(Segmentation mask data)
◆ ◆ ◆ ◆ ◆ ◆ ◆
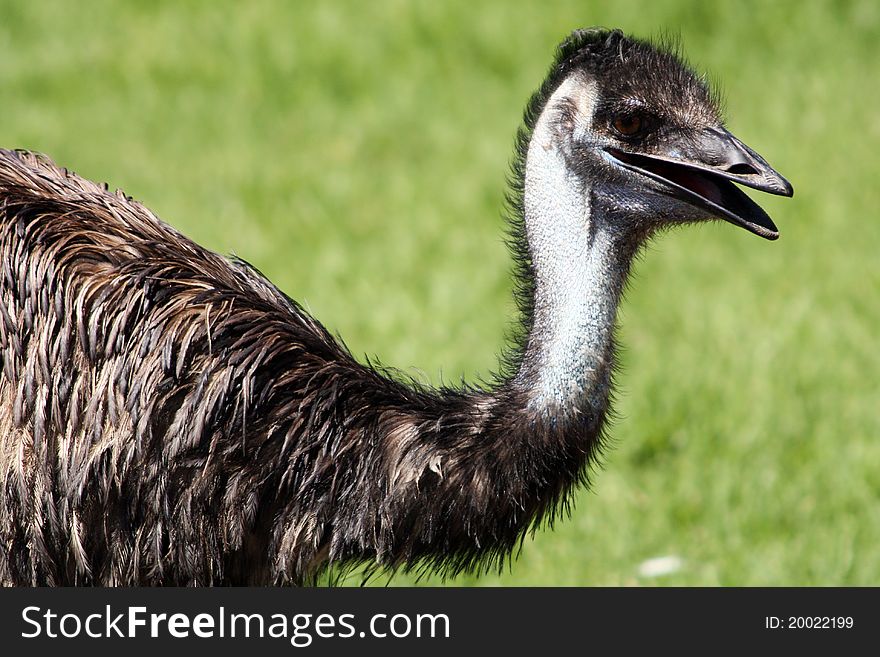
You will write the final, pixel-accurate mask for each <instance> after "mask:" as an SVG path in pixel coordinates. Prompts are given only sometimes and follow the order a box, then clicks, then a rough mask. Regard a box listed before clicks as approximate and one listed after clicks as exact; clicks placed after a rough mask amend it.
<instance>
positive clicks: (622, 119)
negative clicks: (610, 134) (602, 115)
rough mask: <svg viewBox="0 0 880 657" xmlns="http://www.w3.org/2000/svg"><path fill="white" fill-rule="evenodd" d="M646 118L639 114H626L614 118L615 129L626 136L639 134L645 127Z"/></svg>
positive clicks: (619, 133) (622, 134) (617, 131)
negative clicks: (639, 114)
mask: <svg viewBox="0 0 880 657" xmlns="http://www.w3.org/2000/svg"><path fill="white" fill-rule="evenodd" d="M643 124H644V120H643V119H642V117H641V116H639V115H638V114H626V115H623V116H618V117H617V118H616V119H614V129H615V130H616V131H617V133H618V134H621V135H623V136H624V137H632V136H633V135H636V134H638V133H639V132H640V131H641V130H642V127H643Z"/></svg>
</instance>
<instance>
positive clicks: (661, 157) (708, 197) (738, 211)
mask: <svg viewBox="0 0 880 657" xmlns="http://www.w3.org/2000/svg"><path fill="white" fill-rule="evenodd" d="M608 153H609V154H610V155H611V156H613V157H614V158H615V159H616V160H618V161H619V162H620V164H621V165H622V166H624V167H626V168H628V169H631V170H633V171H636V172H638V173H640V174H642V175H645V176H648V177H649V178H653V179H654V180H657V181H659V182H662V183H664V184H665V185H666V186H668V187H669V188H670V194H671V195H672V196H675V197H676V198H679V199H681V200H683V201H686V202H688V203H690V204H691V205H694V206H696V207H698V208H700V209H703V210H706V211H707V212H709V213H710V214H711V215H712V216H715V217H719V218H721V219H724V220H726V221H729V222H730V223H732V224H736V225H737V226H741V227H743V228H745V229H746V230H748V231H750V232H752V233H754V234H755V235H760V236H761V237H763V238H766V239H768V240H775V239H777V238H778V237H779V230H778V229H777V228H776V225H775V224H774V223H773V220H772V219H770V217H769V216H768V215H767V213H766V212H764V210H763V209H761V207H760V206H759V205H758V204H757V203H755V202H754V201H753V200H752V199H750V198H749V197H748V196H746V194H744V193H743V192H742V191H741V190H740V189H739V188H738V187H736V185H734V184H732V183H734V182H735V183H738V184H740V185H745V186H746V187H751V188H752V189H757V190H758V191H761V192H767V193H768V194H776V195H779V196H792V195H793V194H794V189H793V188H792V186H791V183H789V182H788V181H787V180H786V179H785V178H783V177H782V176H781V175H779V173H777V172H776V171H775V170H774V169H773V168H772V167H771V166H770V165H769V164H767V162H766V160H764V158H762V157H761V156H760V155H758V154H757V153H756V152H755V151H753V150H752V149H751V148H749V147H748V146H746V145H745V144H744V143H742V142H741V141H740V140H739V139H737V138H736V137H734V136H733V135H732V134H730V133H729V132H728V131H727V130H724V129H723V128H708V129H706V130H703V131H702V132H700V133H699V134H698V135H697V137H696V138H693V137H691V138H689V139H684V138H683V139H681V140H680V141H677V142H675V143H667V144H664V145H663V146H661V148H660V152H658V153H656V154H653V153H652V154H646V153H634V152H629V151H621V150H619V149H616V148H609V149H608ZM731 181H732V182H731Z"/></svg>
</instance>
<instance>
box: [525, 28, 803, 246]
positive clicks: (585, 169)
mask: <svg viewBox="0 0 880 657" xmlns="http://www.w3.org/2000/svg"><path fill="white" fill-rule="evenodd" d="M542 91H543V97H544V98H546V103H545V104H544V106H543V108H541V110H542V111H541V113H540V117H539V118H538V119H537V121H536V125H535V129H534V136H535V137H537V139H536V140H533V143H532V144H531V146H530V152H529V158H531V155H532V150H531V149H534V148H543V149H550V148H552V149H554V150H555V151H556V152H557V153H559V154H560V155H561V156H562V158H563V159H564V161H565V167H566V168H567V170H568V175H569V176H570V177H573V179H575V180H579V181H581V183H582V187H583V189H584V190H589V192H590V195H591V199H592V201H593V202H594V204H598V205H599V206H600V207H601V208H602V209H603V210H604V212H603V213H602V216H603V220H604V221H607V222H613V223H616V224H617V225H616V228H617V229H619V230H621V231H624V232H627V233H636V234H641V235H644V234H648V233H650V232H651V231H652V230H654V229H656V228H658V227H660V226H662V225H669V224H676V223H684V222H692V221H699V220H705V219H723V220H725V221H729V222H730V223H733V224H735V225H737V226H741V227H743V228H745V229H746V230H749V231H751V232H753V233H755V234H756V235H760V236H761V237H764V238H766V239H771V240H773V239H776V238H777V237H778V236H779V233H778V231H777V228H776V226H775V225H774V223H773V221H772V220H771V219H770V217H769V216H767V214H766V213H765V212H764V211H763V210H762V209H761V208H760V207H759V206H758V205H757V204H756V203H755V202H754V201H752V200H751V199H750V198H749V197H748V196H747V195H746V194H744V193H743V192H742V191H741V190H740V189H739V188H738V187H737V186H736V185H735V184H734V183H737V184H739V185H744V186H746V187H751V188H753V189H757V190H760V191H763V192H769V193H771V194H779V195H783V196H791V195H792V193H793V190H792V186H791V185H790V184H789V183H788V181H787V180H785V178H783V177H782V176H781V175H779V174H778V173H777V172H776V171H774V170H773V169H772V168H771V167H770V165H769V164H767V162H766V161H765V160H764V159H763V158H762V157H761V156H760V155H758V154H757V153H756V152H755V151H753V150H752V149H751V148H749V147H748V146H746V145H745V144H743V143H742V142H741V141H740V140H738V139H737V138H736V137H734V136H733V135H732V134H731V133H730V132H729V131H728V130H727V129H725V127H724V124H723V122H722V119H721V116H720V110H719V106H718V105H719V103H718V99H717V97H716V96H715V95H713V93H712V91H711V90H710V88H709V87H708V86H707V84H706V83H705V81H704V80H702V79H701V78H700V77H698V76H697V75H696V74H695V73H694V72H693V71H692V70H691V69H690V68H688V67H687V66H686V65H685V64H684V62H683V61H682V60H681V59H680V58H679V57H678V56H677V55H676V54H675V52H674V50H672V49H668V48H663V47H658V46H655V45H653V44H650V43H647V42H644V41H639V40H635V39H631V38H629V37H626V36H624V35H623V34H622V33H621V32H619V31H613V32H609V31H606V30H601V29H594V30H584V31H578V32H575V33H574V34H572V35H571V37H570V38H569V39H568V40H566V41H565V42H564V43H563V44H562V45H561V46H560V48H559V53H558V58H557V61H556V63H555V64H554V67H553V69H552V70H551V73H550V76H549V77H548V79H547V81H546V82H545V86H544V89H543V90H542ZM527 174H528V169H527Z"/></svg>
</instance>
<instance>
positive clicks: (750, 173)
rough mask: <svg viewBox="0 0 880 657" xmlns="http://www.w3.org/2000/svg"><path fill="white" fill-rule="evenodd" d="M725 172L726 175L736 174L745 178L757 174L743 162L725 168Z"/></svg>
mask: <svg viewBox="0 0 880 657" xmlns="http://www.w3.org/2000/svg"><path fill="white" fill-rule="evenodd" d="M725 171H727V173H737V174H741V175H747V176H748V175H753V174H756V173H758V170H757V169H756V168H755V167H753V166H751V165H750V164H746V163H745V162H737V163H736V164H733V165H731V166H729V167H727V169H725Z"/></svg>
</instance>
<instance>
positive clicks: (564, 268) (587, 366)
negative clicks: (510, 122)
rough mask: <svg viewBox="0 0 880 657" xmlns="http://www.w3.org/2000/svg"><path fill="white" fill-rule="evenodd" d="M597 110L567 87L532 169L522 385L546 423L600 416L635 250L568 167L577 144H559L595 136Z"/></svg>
mask: <svg viewBox="0 0 880 657" xmlns="http://www.w3.org/2000/svg"><path fill="white" fill-rule="evenodd" d="M594 100H595V96H594V92H593V87H592V86H591V85H590V84H589V83H587V82H585V81H583V80H580V79H577V78H573V79H570V80H567V81H565V82H563V84H562V85H561V86H560V88H559V89H558V90H557V91H556V92H555V93H554V94H553V95H552V96H551V98H550V100H549V101H548V103H547V105H546V108H545V110H544V111H543V113H542V114H541V116H540V118H539V119H538V122H537V124H536V126H535V130H534V131H533V136H532V140H531V142H530V145H529V150H528V155H527V159H526V179H525V198H524V209H525V225H526V234H527V239H528V244H529V250H530V254H531V258H532V265H533V269H534V273H535V297H534V316H533V326H532V330H531V333H530V334H529V337H528V343H527V346H526V349H525V353H524V356H523V362H522V365H521V367H520V371H519V373H518V375H517V380H518V382H519V383H520V385H524V386H526V388H527V391H528V399H529V407H530V408H531V410H533V411H535V412H539V413H540V412H545V413H548V414H553V415H558V414H560V413H561V414H563V415H566V414H567V413H568V412H579V413H582V412H584V411H590V410H592V411H595V413H594V414H593V415H594V417H595V416H600V415H602V413H603V411H604V408H605V406H606V403H607V399H608V395H609V391H610V386H611V374H612V370H613V361H614V340H613V332H614V325H615V318H616V315H617V306H618V303H619V301H620V297H621V292H622V289H623V286H624V284H625V281H626V277H627V274H628V271H629V267H630V263H631V261H632V257H633V254H634V253H635V251H636V249H637V247H638V244H637V240H636V239H635V238H634V237H632V236H630V235H628V234H627V232H626V231H625V230H624V229H623V228H622V226H621V222H620V221H619V220H618V221H615V220H614V219H612V218H611V217H609V216H607V215H606V213H605V212H604V211H603V208H602V207H601V204H599V203H598V202H596V201H595V199H596V198H597V197H596V195H594V194H593V190H592V189H591V186H590V185H591V183H590V182H589V181H588V180H587V179H586V176H584V175H583V174H578V173H577V172H576V171H574V169H573V167H572V166H570V162H571V154H570V153H569V152H567V151H568V146H567V144H570V143H571V140H570V139H568V138H563V137H562V136H561V135H562V134H563V133H564V132H566V131H567V132H569V134H571V132H572V131H574V134H575V136H576V135H577V131H583V130H588V129H589V128H590V117H591V116H592V106H593V103H594ZM572 109H574V110H575V111H574V112H572Z"/></svg>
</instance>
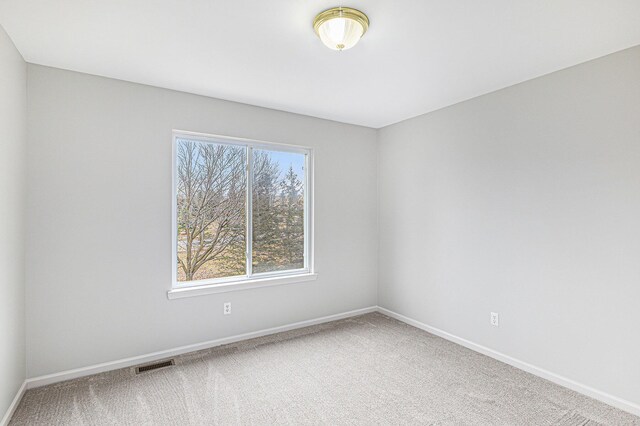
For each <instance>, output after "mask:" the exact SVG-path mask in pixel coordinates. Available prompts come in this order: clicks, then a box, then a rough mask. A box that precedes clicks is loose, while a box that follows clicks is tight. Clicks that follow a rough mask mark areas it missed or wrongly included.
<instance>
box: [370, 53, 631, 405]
mask: <svg viewBox="0 0 640 426" xmlns="http://www.w3.org/2000/svg"><path fill="white" fill-rule="evenodd" d="M379 147H380V152H379V158H380V164H379V169H380V177H379V179H380V200H379V209H380V271H379V302H380V305H381V306H383V307H385V308H388V309H390V310H393V311H395V312H397V313H400V314H403V315H405V316H408V317H411V318H413V319H416V320H418V321H420V322H423V323H426V324H428V325H431V326H433V327H437V328H440V329H442V330H444V331H447V332H449V333H452V334H454V335H457V336H459V337H462V338H465V339H468V340H470V341H472V342H475V343H478V344H481V345H484V346H487V347H489V348H492V349H494V350H497V351H499V352H502V353H504V354H507V355H510V356H512V357H515V358H517V359H520V360H523V361H526V362H528V363H531V364H533V365H536V366H538V367H542V368H544V369H547V370H549V371H551V372H554V373H556V374H560V375H562V376H565V377H567V378H570V379H573V380H575V381H578V382H581V383H583V384H586V385H588V386H592V387H594V388H596V389H599V390H601V391H604V392H608V393H610V394H613V395H614V396H617V397H621V398H624V399H627V400H629V401H631V402H635V403H640V362H639V360H640V331H639V326H640V304H639V302H640V47H635V48H633V49H629V50H625V51H622V52H618V53H616V54H613V55H610V56H607V57H604V58H601V59H598V60H595V61H591V62H587V63H585V64H582V65H578V66H575V67H572V68H569V69H566V70H563V71H560V72H556V73H554V74H550V75H547V76H544V77H541V78H538V79H535V80H532V81H528V82H526V83H522V84H519V85H516V86H513V87H510V88H507V89H504V90H501V91H498V92H495V93H491V94H488V95H486V96H482V97H479V98H475V99H473V100H470V101H467V102H463V103H460V104H457V105H455V106H452V107H449V108H446V109H443V110H440V111H436V112H433V113H430V114H426V115H423V116H420V117H417V118H414V119H411V120H408V121H405V122H402V123H399V124H396V125H392V126H389V127H386V128H384V129H382V130H381V131H380V132H379ZM490 311H494V312H499V314H500V316H501V324H500V327H499V328H495V327H492V326H491V325H490V323H489V315H490Z"/></svg>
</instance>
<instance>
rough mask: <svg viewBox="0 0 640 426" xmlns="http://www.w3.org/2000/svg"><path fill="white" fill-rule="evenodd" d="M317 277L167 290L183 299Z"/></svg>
mask: <svg viewBox="0 0 640 426" xmlns="http://www.w3.org/2000/svg"><path fill="white" fill-rule="evenodd" d="M317 278H318V274H315V273H305V274H299V275H288V276H281V277H269V278H256V279H252V280H245V281H236V282H229V283H224V284H210V285H201V286H194V287H184V288H174V289H172V290H169V291H168V292H167V297H168V298H169V299H182V298H184V297H193V296H204V295H206V294H216V293H227V292H230V291H240V290H250V289H253V288H262V287H271V286H275V285H285V284H293V283H300V282H305V281H315V280H316V279H317Z"/></svg>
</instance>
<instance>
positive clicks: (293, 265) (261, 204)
mask: <svg viewBox="0 0 640 426" xmlns="http://www.w3.org/2000/svg"><path fill="white" fill-rule="evenodd" d="M304 164H305V156H304V154H293V153H290V152H280V151H265V150H258V149H256V150H254V151H253V240H252V241H253V273H254V274H257V273H260V272H272V271H286V270H290V269H302V268H304V181H305V179H304V176H305V170H304Z"/></svg>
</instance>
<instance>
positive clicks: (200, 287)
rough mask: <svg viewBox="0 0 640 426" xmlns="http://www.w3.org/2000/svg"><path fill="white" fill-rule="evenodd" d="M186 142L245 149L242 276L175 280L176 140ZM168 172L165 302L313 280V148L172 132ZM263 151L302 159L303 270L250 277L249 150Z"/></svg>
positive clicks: (310, 280)
mask: <svg viewBox="0 0 640 426" xmlns="http://www.w3.org/2000/svg"><path fill="white" fill-rule="evenodd" d="M178 139H188V140H192V141H196V142H202V143H217V144H226V145H236V146H242V147H244V148H245V149H246V154H247V168H246V179H247V180H246V182H247V184H246V186H247V195H246V197H247V198H246V204H245V206H246V220H247V228H246V229H247V236H246V253H245V256H246V257H245V259H246V267H245V271H246V274H245V275H239V276H234V277H225V278H211V279H205V280H197V281H188V282H185V281H178V280H177V277H178V262H177V261H176V259H177V256H178V232H177V176H176V174H177V141H178ZM172 145H173V146H172V172H171V187H172V196H171V204H172V206H171V256H172V258H171V265H172V277H171V290H169V291H168V297H169V299H176V298H182V297H190V296H198V295H203V294H210V293H223V292H228V291H236V290H245V289H251V288H259V287H265V286H271V285H282V284H290V283H294V282H304V281H312V280H315V279H316V277H317V274H316V273H315V272H314V264H313V149H312V148H309V147H304V146H298V145H288V144H282V143H274V142H265V141H259V140H254V139H245V138H237V137H231V136H221V135H210V134H204V133H196V132H189V131H184V130H174V131H173V138H172ZM254 149H264V150H269V151H281V152H291V153H296V154H303V155H304V156H305V164H304V167H305V175H304V195H303V200H304V201H303V202H304V267H303V268H301V269H293V270H288V271H274V272H261V273H256V274H254V273H253V271H252V268H253V261H252V256H253V223H252V216H253V208H252V203H253V175H252V173H251V170H252V167H251V163H252V161H253V150H254Z"/></svg>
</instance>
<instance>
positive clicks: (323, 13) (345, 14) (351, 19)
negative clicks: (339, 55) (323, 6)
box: [313, 7, 369, 50]
mask: <svg viewBox="0 0 640 426" xmlns="http://www.w3.org/2000/svg"><path fill="white" fill-rule="evenodd" d="M313 29H314V31H315V32H316V34H317V35H318V37H320V40H322V42H323V43H324V44H325V45H326V46H327V47H328V48H330V49H333V50H346V49H350V48H351V47H353V46H355V44H356V43H357V42H358V41H359V40H360V38H361V37H362V36H363V35H364V34H365V33H366V32H367V30H368V29H369V18H368V17H367V15H365V14H364V13H362V12H361V11H359V10H357V9H353V8H350V7H333V8H331V9H327V10H325V11H324V12H321V13H319V14H318V15H317V16H316V17H315V19H314V20H313Z"/></svg>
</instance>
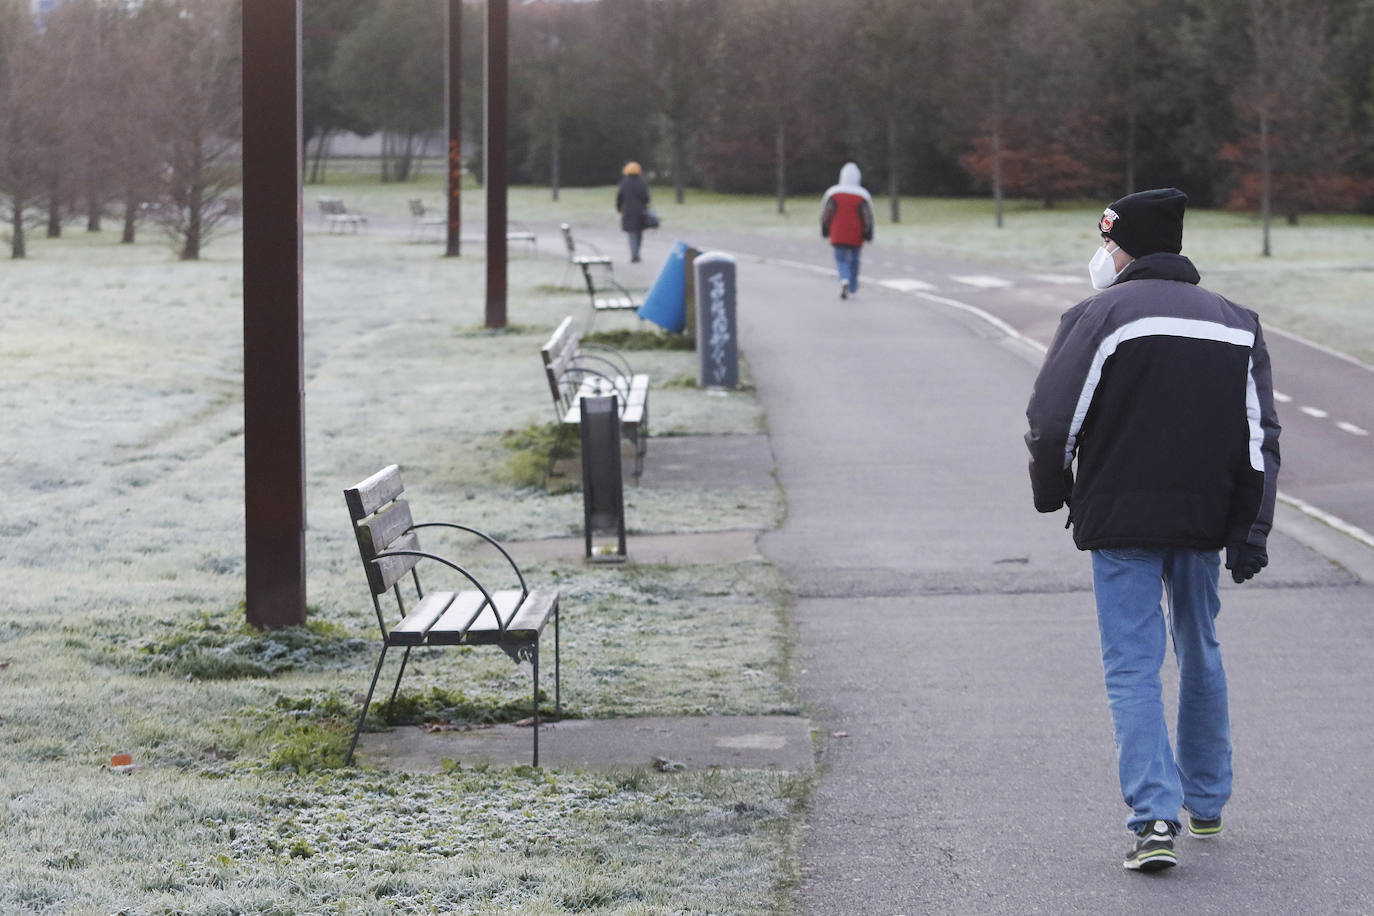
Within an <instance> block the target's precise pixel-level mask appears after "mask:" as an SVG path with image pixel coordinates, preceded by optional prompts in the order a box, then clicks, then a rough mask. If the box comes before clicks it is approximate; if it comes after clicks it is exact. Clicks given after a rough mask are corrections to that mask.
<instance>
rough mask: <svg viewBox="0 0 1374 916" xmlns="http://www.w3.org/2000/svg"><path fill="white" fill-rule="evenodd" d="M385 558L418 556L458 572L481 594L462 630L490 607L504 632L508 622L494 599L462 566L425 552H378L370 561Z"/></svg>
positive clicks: (378, 559) (489, 593)
mask: <svg viewBox="0 0 1374 916" xmlns="http://www.w3.org/2000/svg"><path fill="white" fill-rule="evenodd" d="M387 556H418V558H420V559H425V560H434V562H436V563H442V564H444V566H447V567H449V569H452V570H458V571H459V573H462V574H463V575H464V577H467V581H469V582H471V584H473V585H475V586H477V591H480V592H481V593H482V603H481V604H478V606H477V610H475V611H473V617H471V618H469V621H467V625H466V626H464V628H463V629H467V628H469V626H471V625H473V623H475V622H477V618H478V617H481V615H482V611H484V610H486V608H488V607H491V608H492V617H495V618H496V623H497V625H499V626H500V630H502V633H504V632H506V625H507V623H508V622H510V621H503V619H502V614H500V610H497V607H496V599H493V597H492V593H491V592H488V591H486V586H485V585H482V584H481V582H478V581H477V577H475V575H473V574H471V573H469V571H467V570H464V569H463V567H462V566H459V564H458V563H455V562H453V560H448V559H444V558H442V556H437V555H434V553H426V552H425V551H382V552H379V553H378V555H376V556H375V558H374V559H372V562H374V563H376V562H378V560H382V559H385V558H387ZM418 581H419V580H416V582H418Z"/></svg>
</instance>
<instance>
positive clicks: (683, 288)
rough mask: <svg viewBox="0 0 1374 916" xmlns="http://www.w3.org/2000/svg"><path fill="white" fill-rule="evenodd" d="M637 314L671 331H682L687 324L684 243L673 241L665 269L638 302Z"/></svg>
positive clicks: (686, 286) (685, 275)
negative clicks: (638, 303) (641, 298)
mask: <svg viewBox="0 0 1374 916" xmlns="http://www.w3.org/2000/svg"><path fill="white" fill-rule="evenodd" d="M638 314H639V317H642V319H644V320H646V321H653V323H654V324H657V325H658V327H661V328H662V330H665V331H669V332H672V334H682V332H683V328H684V327H686V325H687V243H686V242H677V243H676V244H673V250H672V253H669V255H668V261H666V262H665V264H664V269H662V271H660V272H658V279H657V280H654V286H653V288H651V290H649V295H646V297H644V304H643V305H642V306H639V312H638Z"/></svg>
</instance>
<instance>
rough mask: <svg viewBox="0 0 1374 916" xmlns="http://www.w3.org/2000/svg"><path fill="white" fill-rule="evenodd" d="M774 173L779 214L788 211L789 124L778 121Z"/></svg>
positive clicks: (774, 137)
mask: <svg viewBox="0 0 1374 916" xmlns="http://www.w3.org/2000/svg"><path fill="white" fill-rule="evenodd" d="M774 173H775V179H776V184H775V187H776V191H778V213H786V211H787V122H786V121H782V119H779V121H778V133H776V136H775V137H774Z"/></svg>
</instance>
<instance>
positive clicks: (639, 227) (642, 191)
mask: <svg viewBox="0 0 1374 916" xmlns="http://www.w3.org/2000/svg"><path fill="white" fill-rule="evenodd" d="M647 211H649V184H647V183H646V181H644V174H643V169H640V168H639V163H638V162H627V163H625V168H624V169H621V179H620V187H618V188H616V213H618V214H620V228H621V229H624V231H625V235H627V236H628V238H629V260H631V261H639V243H640V242H642V240H643V238H644V213H647Z"/></svg>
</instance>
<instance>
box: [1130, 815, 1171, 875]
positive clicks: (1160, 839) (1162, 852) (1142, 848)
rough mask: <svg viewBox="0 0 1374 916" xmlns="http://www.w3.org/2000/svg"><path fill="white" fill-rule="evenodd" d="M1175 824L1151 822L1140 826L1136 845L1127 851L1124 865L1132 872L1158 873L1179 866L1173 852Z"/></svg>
mask: <svg viewBox="0 0 1374 916" xmlns="http://www.w3.org/2000/svg"><path fill="white" fill-rule="evenodd" d="M1175 832H1176V831H1175V828H1173V824H1171V823H1169V821H1151V823H1147V824H1140V827H1139V828H1138V829H1136V834H1135V845H1134V846H1132V847H1131V849H1129V851H1127V854H1125V861H1124V862H1123V865H1125V868H1128V869H1129V871H1132V872H1157V871H1160V869H1161V868H1172V867H1175V865H1178V864H1179V857H1178V853H1175V851H1173V834H1175Z"/></svg>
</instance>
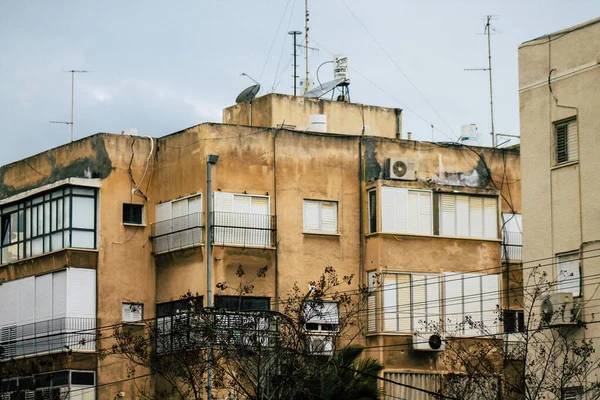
◆ ◆ ◆ ◆ ◆ ◆ ◆
### WHAT THIS TASK INVOLVES
Reproduce the entries above word for word, from their start through the line containing "negative clicks: (610, 134) (602, 115)". Leave out any pictures.

### TASK RESPONSE
You will write the final, pixel-accurate mask for each <instance> after "mask:" as an SVG path in pixel coordinates. Prompts are given only sometimes and follow the order a box, then clicks, then a rough mask. Regard a box listed before clicks as approximate and one listed after clicks as exact; clicks placed after a rough mask amend it.
<instance>
positive clicks: (622, 119)
negative clicks: (610, 134) (602, 115)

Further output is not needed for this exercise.